### Excerpt provided:

In mid-September, YouTube shut down Meechie’s channel, which had accrued hundreds of thousands of subscribers. “I had too many copyright strikes,” he said, referring to his use of songs without explicit legal permission from labels. According to Meechie, labels contact YouTube and demand his videos be taken down, often without the knowledge of their own artists, some of whom pay him directly to help boost their buzz. “And it’s crazy, you know, because the artists ask me to put the videos up.”

As prolific and internet-known as Meechie and his crew are, they are multiple steps removed from owning, in a tangible sense, their art, leaving them vulnerable to both YouTube’s whims and to having their creativity lifted by outsiders. Atlanta, where Meechie is from, is legendary as a place where teens generate culture, and then go uncompensated as their style and tastes are usurped by a corporate machine hungry for Black Cool. Cultural sharing is ancient. That the speed and relative borderlessness of the internet makes cross-platform, global dissemination seem like a consequence of tech is a convenient amnesia. The propensity to share predates the young black creators doing so online. But they ought to claim lineage. Remember, for instance, the blues.

### Data entries:
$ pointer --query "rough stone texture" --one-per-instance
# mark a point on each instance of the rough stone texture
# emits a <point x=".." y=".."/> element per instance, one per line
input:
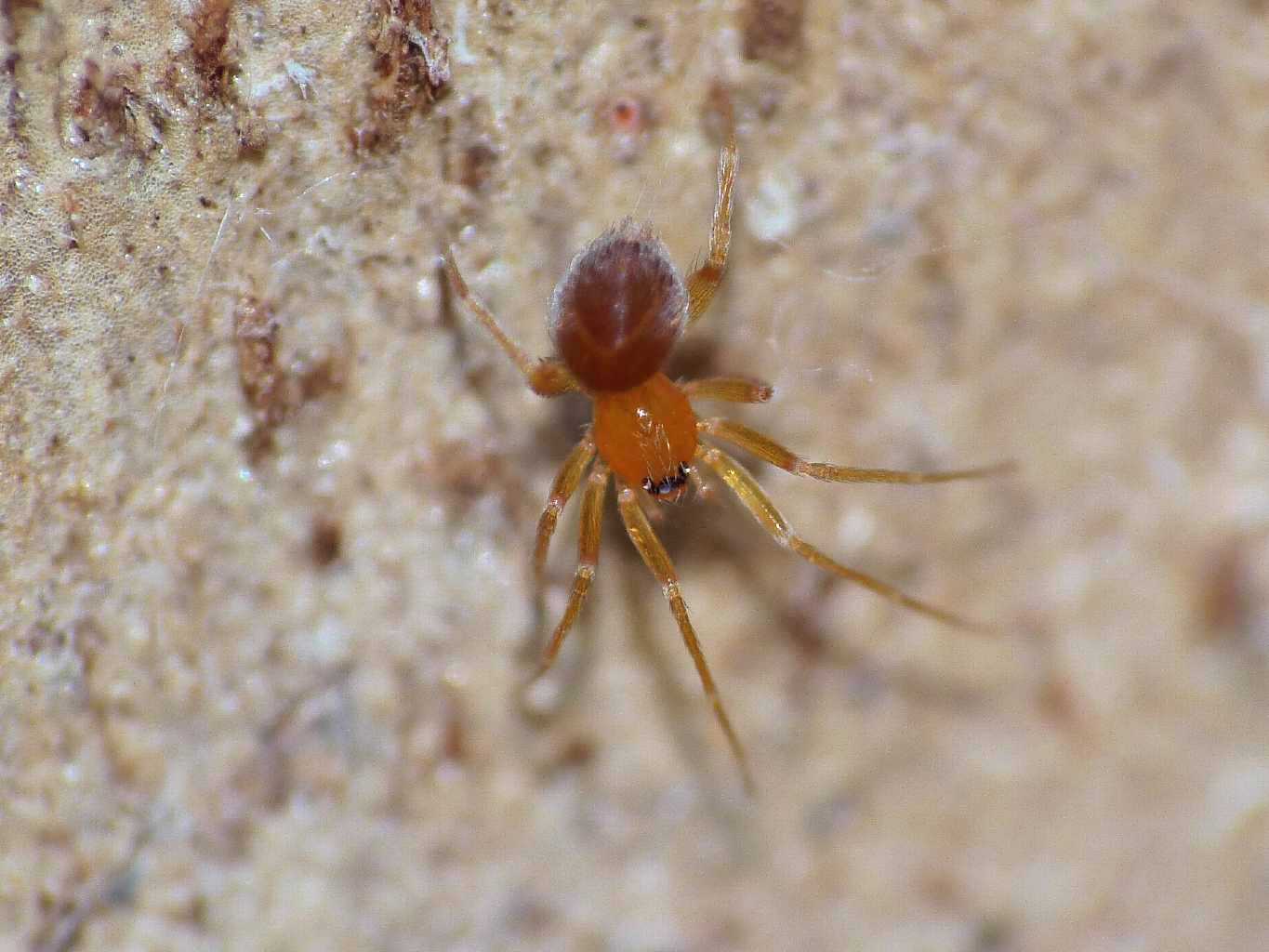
<point x="267" y="499"/>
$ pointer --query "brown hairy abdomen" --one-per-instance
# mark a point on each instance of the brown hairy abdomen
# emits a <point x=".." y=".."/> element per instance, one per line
<point x="619" y="310"/>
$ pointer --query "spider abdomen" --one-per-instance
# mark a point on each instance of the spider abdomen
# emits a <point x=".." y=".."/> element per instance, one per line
<point x="618" y="311"/>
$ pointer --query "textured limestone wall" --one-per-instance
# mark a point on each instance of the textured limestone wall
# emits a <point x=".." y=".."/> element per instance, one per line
<point x="267" y="497"/>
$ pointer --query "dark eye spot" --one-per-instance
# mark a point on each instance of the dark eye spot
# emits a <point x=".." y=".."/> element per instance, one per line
<point x="668" y="485"/>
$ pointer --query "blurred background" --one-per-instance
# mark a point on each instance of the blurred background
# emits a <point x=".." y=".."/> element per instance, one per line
<point x="267" y="496"/>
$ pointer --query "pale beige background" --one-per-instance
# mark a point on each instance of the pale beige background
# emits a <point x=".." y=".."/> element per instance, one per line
<point x="965" y="231"/>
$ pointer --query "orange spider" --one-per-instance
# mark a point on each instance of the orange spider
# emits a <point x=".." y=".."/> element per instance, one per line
<point x="615" y="318"/>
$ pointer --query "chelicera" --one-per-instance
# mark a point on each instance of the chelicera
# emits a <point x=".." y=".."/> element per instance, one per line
<point x="615" y="318"/>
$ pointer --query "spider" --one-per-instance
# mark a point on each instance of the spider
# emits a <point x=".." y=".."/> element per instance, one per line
<point x="615" y="318"/>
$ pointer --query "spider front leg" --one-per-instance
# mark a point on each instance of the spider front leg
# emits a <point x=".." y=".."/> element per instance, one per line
<point x="545" y="377"/>
<point x="703" y="282"/>
<point x="657" y="560"/>
<point x="566" y="483"/>
<point x="767" y="448"/>
<point x="588" y="555"/>
<point x="731" y="390"/>
<point x="761" y="508"/>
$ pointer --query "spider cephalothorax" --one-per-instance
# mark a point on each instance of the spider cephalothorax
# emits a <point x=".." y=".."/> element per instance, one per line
<point x="615" y="319"/>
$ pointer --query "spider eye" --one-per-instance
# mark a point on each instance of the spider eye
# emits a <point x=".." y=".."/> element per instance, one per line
<point x="669" y="485"/>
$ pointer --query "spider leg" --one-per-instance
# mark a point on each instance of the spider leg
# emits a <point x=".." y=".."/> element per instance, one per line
<point x="657" y="560"/>
<point x="760" y="506"/>
<point x="566" y="483"/>
<point x="703" y="282"/>
<point x="588" y="558"/>
<point x="767" y="448"/>
<point x="733" y="390"/>
<point x="545" y="377"/>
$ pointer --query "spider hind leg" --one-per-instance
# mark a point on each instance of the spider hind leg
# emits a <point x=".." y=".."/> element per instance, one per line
<point x="760" y="507"/>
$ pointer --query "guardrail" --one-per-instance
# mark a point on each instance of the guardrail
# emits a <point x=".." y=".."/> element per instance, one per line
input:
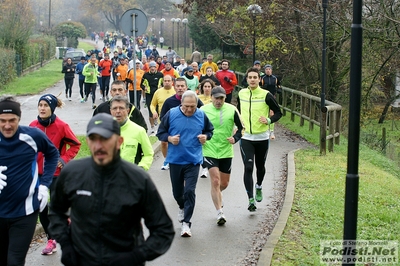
<point x="308" y="108"/>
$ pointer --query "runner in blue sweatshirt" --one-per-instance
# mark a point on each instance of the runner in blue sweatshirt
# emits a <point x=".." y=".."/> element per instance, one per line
<point x="22" y="193"/>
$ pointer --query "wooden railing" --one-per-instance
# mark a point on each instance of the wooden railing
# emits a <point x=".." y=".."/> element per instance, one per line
<point x="308" y="108"/>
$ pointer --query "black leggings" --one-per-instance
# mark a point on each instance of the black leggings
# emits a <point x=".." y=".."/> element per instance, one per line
<point x="81" y="88"/>
<point x="15" y="237"/>
<point x="44" y="215"/>
<point x="90" y="87"/>
<point x="68" y="86"/>
<point x="105" y="85"/>
<point x="132" y="98"/>
<point x="253" y="151"/>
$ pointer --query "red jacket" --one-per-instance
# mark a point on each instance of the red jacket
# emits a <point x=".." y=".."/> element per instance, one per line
<point x="228" y="86"/>
<point x="106" y="67"/>
<point x="60" y="134"/>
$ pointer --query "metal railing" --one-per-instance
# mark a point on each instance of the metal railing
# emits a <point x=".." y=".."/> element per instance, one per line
<point x="308" y="108"/>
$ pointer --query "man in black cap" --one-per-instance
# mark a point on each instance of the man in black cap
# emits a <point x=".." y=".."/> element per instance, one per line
<point x="22" y="193"/>
<point x="110" y="197"/>
<point x="257" y="64"/>
<point x="78" y="70"/>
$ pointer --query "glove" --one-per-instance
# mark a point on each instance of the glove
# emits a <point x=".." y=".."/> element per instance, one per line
<point x="124" y="259"/>
<point x="68" y="256"/>
<point x="3" y="178"/>
<point x="43" y="196"/>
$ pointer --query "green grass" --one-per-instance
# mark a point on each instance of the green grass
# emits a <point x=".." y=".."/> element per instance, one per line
<point x="36" y="81"/>
<point x="84" y="150"/>
<point x="318" y="208"/>
<point x="40" y="79"/>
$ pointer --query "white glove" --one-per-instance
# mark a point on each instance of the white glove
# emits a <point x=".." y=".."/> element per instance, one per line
<point x="43" y="196"/>
<point x="3" y="178"/>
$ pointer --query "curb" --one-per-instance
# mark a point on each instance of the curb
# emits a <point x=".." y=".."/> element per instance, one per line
<point x="268" y="250"/>
<point x="39" y="229"/>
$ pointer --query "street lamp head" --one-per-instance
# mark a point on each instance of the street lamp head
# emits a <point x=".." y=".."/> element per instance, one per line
<point x="254" y="10"/>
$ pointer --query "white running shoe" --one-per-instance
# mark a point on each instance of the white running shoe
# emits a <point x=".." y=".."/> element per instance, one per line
<point x="221" y="220"/>
<point x="165" y="166"/>
<point x="272" y="135"/>
<point x="204" y="173"/>
<point x="181" y="215"/>
<point x="185" y="231"/>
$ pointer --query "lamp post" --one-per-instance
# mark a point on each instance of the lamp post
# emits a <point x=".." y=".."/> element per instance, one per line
<point x="322" y="133"/>
<point x="254" y="10"/>
<point x="185" y="22"/>
<point x="49" y="14"/>
<point x="173" y="21"/>
<point x="162" y="20"/>
<point x="152" y="24"/>
<point x="177" y="20"/>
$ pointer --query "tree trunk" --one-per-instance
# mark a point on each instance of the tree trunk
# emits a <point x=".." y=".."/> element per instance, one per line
<point x="384" y="112"/>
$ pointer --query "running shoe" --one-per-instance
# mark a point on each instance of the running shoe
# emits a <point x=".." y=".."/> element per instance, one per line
<point x="181" y="215"/>
<point x="252" y="205"/>
<point x="50" y="247"/>
<point x="259" y="194"/>
<point x="165" y="166"/>
<point x="221" y="220"/>
<point x="185" y="231"/>
<point x="272" y="135"/>
<point x="204" y="173"/>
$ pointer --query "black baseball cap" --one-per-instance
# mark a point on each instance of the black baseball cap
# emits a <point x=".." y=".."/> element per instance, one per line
<point x="218" y="92"/>
<point x="104" y="125"/>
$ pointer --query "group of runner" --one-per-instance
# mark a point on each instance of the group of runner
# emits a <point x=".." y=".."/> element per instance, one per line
<point x="193" y="134"/>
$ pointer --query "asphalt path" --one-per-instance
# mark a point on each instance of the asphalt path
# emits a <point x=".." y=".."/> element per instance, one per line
<point x="210" y="244"/>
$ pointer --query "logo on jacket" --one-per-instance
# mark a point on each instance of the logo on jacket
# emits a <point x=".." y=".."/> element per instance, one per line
<point x="84" y="193"/>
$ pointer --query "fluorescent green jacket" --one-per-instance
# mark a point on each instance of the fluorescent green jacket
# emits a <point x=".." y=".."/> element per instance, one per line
<point x="223" y="121"/>
<point x="134" y="134"/>
<point x="90" y="72"/>
<point x="252" y="106"/>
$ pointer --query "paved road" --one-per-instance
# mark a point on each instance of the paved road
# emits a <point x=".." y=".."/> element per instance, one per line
<point x="210" y="244"/>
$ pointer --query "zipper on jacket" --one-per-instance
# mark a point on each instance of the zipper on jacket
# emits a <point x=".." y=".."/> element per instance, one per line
<point x="251" y="128"/>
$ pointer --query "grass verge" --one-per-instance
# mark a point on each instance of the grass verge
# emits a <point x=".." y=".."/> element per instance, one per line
<point x="318" y="208"/>
<point x="41" y="79"/>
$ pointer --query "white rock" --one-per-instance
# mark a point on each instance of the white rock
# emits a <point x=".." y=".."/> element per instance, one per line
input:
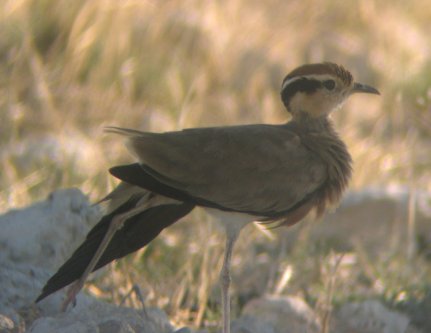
<point x="283" y="314"/>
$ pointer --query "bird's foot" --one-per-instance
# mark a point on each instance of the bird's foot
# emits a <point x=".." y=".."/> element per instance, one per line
<point x="71" y="295"/>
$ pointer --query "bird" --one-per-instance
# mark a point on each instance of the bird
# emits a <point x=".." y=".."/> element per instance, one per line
<point x="272" y="174"/>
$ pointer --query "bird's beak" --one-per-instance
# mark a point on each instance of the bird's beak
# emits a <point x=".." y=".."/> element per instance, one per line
<point x="363" y="88"/>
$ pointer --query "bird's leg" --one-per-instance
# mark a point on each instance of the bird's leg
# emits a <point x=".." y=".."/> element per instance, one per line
<point x="116" y="224"/>
<point x="225" y="279"/>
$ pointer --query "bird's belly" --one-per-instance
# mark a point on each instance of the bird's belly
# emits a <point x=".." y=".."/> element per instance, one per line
<point x="231" y="221"/>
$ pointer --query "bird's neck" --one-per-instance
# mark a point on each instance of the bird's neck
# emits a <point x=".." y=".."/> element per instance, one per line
<point x="308" y="123"/>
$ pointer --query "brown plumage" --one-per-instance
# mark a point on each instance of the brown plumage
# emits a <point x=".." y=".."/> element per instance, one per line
<point x="275" y="174"/>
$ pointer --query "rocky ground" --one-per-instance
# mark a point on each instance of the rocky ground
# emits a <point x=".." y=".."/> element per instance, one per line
<point x="34" y="241"/>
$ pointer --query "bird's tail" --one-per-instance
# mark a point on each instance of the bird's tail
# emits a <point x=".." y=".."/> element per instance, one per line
<point x="137" y="232"/>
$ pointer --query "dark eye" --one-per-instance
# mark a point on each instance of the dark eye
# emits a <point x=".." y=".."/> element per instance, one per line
<point x="329" y="84"/>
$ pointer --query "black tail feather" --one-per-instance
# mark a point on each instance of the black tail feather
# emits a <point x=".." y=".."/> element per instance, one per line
<point x="137" y="232"/>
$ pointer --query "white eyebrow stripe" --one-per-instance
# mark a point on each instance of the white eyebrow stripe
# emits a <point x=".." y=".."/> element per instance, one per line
<point x="318" y="77"/>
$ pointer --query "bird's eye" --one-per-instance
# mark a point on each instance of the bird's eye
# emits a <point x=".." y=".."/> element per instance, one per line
<point x="329" y="84"/>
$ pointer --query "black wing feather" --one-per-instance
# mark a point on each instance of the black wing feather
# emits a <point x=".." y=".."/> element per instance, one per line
<point x="137" y="232"/>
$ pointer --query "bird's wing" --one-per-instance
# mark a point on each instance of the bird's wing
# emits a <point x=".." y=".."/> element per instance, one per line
<point x="137" y="232"/>
<point x="252" y="168"/>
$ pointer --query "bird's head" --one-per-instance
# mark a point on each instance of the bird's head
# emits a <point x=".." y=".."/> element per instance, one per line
<point x="317" y="89"/>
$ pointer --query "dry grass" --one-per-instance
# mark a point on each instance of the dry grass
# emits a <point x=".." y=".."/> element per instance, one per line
<point x="69" y="68"/>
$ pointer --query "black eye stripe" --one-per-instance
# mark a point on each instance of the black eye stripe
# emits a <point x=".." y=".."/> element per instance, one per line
<point x="303" y="84"/>
<point x="329" y="84"/>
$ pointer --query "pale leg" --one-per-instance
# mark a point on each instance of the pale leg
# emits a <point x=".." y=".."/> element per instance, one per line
<point x="225" y="279"/>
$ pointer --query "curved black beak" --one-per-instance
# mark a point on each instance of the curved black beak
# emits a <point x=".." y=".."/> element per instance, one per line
<point x="363" y="88"/>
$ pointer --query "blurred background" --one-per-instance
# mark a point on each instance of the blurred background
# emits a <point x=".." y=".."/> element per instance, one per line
<point x="69" y="68"/>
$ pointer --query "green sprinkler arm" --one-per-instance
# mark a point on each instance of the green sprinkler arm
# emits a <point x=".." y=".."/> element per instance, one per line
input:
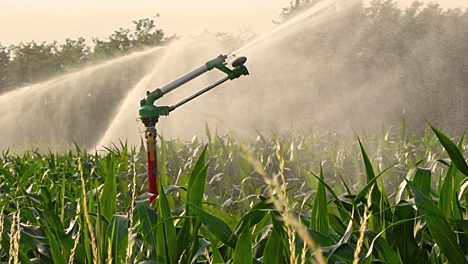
<point x="150" y="113"/>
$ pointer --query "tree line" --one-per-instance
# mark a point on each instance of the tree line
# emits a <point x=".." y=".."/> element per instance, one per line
<point x="31" y="62"/>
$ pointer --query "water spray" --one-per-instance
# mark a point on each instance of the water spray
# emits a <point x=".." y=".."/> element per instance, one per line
<point x="150" y="113"/>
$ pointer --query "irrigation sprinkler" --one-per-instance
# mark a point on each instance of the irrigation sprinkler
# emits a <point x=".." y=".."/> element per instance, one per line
<point x="150" y="113"/>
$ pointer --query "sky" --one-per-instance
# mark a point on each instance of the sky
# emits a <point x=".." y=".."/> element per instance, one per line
<point x="48" y="20"/>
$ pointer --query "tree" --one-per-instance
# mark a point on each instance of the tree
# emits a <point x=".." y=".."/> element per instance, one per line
<point x="73" y="53"/>
<point x="4" y="62"/>
<point x="33" y="61"/>
<point x="146" y="34"/>
<point x="295" y="7"/>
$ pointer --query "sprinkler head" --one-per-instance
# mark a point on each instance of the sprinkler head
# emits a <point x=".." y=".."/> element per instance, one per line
<point x="239" y="62"/>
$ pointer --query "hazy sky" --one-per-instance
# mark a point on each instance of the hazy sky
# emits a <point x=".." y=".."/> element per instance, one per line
<point x="47" y="20"/>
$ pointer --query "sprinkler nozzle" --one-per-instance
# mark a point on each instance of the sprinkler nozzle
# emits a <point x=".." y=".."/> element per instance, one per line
<point x="239" y="62"/>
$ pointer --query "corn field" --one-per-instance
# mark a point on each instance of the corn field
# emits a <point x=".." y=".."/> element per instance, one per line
<point x="297" y="197"/>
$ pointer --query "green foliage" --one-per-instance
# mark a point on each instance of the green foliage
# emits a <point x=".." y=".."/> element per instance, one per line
<point x="196" y="220"/>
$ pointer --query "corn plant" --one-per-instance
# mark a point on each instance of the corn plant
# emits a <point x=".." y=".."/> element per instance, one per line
<point x="291" y="198"/>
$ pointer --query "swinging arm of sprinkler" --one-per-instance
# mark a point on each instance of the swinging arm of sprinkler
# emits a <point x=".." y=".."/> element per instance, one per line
<point x="150" y="113"/>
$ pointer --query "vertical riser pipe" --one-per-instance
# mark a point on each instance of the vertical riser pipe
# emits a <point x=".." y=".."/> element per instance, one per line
<point x="151" y="160"/>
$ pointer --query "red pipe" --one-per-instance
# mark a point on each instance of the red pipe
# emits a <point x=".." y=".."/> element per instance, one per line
<point x="151" y="159"/>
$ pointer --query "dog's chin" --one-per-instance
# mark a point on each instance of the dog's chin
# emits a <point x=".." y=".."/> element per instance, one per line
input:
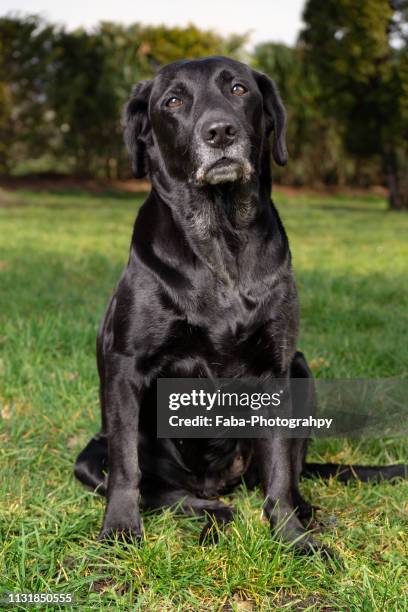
<point x="224" y="171"/>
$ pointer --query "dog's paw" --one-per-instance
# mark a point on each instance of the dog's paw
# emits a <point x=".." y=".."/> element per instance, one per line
<point x="210" y="533"/>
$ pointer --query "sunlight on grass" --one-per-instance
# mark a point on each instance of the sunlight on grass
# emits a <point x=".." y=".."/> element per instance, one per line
<point x="61" y="255"/>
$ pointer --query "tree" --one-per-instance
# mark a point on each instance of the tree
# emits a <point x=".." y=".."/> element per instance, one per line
<point x="352" y="47"/>
<point x="314" y="143"/>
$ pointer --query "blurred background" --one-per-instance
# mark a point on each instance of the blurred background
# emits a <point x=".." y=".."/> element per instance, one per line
<point x="341" y="66"/>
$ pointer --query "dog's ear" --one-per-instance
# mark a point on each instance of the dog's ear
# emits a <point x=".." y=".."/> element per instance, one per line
<point x="275" y="117"/>
<point x="136" y="126"/>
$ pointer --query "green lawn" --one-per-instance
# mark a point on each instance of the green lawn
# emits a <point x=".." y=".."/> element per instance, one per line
<point x="60" y="257"/>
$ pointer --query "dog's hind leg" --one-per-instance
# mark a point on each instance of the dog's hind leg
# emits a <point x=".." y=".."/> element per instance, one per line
<point x="304" y="405"/>
<point x="217" y="513"/>
<point x="91" y="464"/>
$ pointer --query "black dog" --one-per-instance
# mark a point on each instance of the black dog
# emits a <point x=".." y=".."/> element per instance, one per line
<point x="208" y="292"/>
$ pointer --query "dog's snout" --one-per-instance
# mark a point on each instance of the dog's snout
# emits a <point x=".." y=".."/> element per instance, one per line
<point x="219" y="133"/>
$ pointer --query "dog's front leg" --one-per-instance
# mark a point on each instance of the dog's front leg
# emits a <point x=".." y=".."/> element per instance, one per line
<point x="121" y="399"/>
<point x="274" y="460"/>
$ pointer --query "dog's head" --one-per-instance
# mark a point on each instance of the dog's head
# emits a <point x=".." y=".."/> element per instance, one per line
<point x="204" y="121"/>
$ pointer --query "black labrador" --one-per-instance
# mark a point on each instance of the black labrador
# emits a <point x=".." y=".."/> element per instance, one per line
<point x="208" y="292"/>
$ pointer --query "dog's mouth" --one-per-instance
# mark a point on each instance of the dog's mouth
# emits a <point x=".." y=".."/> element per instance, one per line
<point x="225" y="170"/>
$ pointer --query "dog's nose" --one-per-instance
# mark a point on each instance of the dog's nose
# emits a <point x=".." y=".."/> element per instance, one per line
<point x="219" y="134"/>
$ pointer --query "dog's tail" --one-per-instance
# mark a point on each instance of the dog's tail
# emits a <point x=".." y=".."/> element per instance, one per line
<point x="345" y="473"/>
<point x="91" y="464"/>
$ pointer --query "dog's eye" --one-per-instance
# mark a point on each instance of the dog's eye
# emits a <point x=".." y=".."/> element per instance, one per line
<point x="174" y="102"/>
<point x="238" y="90"/>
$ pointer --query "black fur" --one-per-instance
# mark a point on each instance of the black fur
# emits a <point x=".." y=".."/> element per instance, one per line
<point x="208" y="292"/>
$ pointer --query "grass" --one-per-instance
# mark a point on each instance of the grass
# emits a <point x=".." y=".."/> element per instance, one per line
<point x="61" y="255"/>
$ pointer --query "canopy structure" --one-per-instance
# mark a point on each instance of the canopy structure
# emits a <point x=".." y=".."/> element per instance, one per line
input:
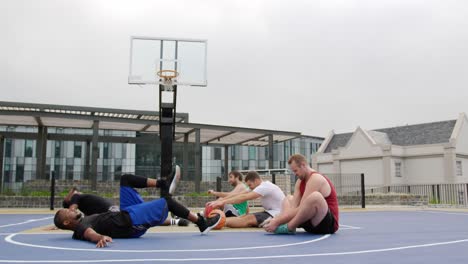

### Your objective:
Transcribe the stretch of the passage about Meechie's YouTube channel from "As prolific and" through "instance, the blues.". The items have no connection to the passage about Meechie's YouTube channel.

### Task answer:
As prolific and internet-known as Meechie and his crew are, they are multiple steps removed from owning, in a tangible sense, their art, leaving them vulnerable to both YouTube’s whims and to having their creativity lifted by outsiders. Atlanta, where Meechie is from, is legendary as a place where teens generate culture, and then go uncompensated as their style and tastes are usurped by a corporate machine hungry for Black Cool. Cultural sharing is ancient. That the speed and relative borderlessness of the internet makes cross-platform, global dissemination seem like a consequence of tech is a convenient amnesia. The propensity to share predates the young black creators doing so online. But they ought to claim lineage. Remember, for instance, the blues.